▶ Aim of the exercise:
Transcribe, without any change, the lines of the records below, from the line that contains "Where can the rocky outcrop" through the last line of the records, inclusive.
——
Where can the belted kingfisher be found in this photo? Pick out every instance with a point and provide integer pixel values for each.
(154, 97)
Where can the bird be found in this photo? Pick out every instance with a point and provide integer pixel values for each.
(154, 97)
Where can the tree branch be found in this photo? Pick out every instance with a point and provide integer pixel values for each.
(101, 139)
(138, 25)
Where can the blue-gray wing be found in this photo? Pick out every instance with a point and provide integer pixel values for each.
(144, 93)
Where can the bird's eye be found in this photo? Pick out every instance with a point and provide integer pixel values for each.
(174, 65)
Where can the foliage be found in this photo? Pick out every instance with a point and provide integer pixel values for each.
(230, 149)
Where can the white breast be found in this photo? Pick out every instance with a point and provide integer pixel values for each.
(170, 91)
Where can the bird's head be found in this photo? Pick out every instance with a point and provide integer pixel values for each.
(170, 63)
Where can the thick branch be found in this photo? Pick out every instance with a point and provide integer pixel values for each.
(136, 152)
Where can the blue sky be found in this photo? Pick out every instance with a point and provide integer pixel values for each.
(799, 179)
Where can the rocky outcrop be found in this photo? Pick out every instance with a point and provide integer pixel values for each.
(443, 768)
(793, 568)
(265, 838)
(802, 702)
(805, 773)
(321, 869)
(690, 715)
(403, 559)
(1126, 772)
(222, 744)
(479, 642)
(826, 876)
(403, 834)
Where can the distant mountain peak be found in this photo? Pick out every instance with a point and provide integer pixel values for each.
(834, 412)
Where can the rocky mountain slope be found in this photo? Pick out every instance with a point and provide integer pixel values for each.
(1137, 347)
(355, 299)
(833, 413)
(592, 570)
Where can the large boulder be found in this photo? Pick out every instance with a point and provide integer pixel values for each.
——
▶ Answer below:
Where can the rocky outcrop be found in this photo? Pick out every instance with a point and provide integer pixel values for each.
(443, 768)
(793, 568)
(265, 838)
(802, 702)
(805, 773)
(321, 869)
(690, 715)
(403, 559)
(1126, 772)
(222, 744)
(479, 642)
(826, 876)
(403, 834)
Where can the distant mountain peak be found in this photo? Pick out every instance with a point and provide integer pixel values for each.
(834, 412)
Where can the rocky mountain slope be found in this photo? Pick out every instance with a point and provide integer pixel values for each.
(1137, 347)
(355, 299)
(833, 413)
(592, 570)
Where can the large boulder be found in this photo? Pick out every instance with a point and provide integer pixel values for each.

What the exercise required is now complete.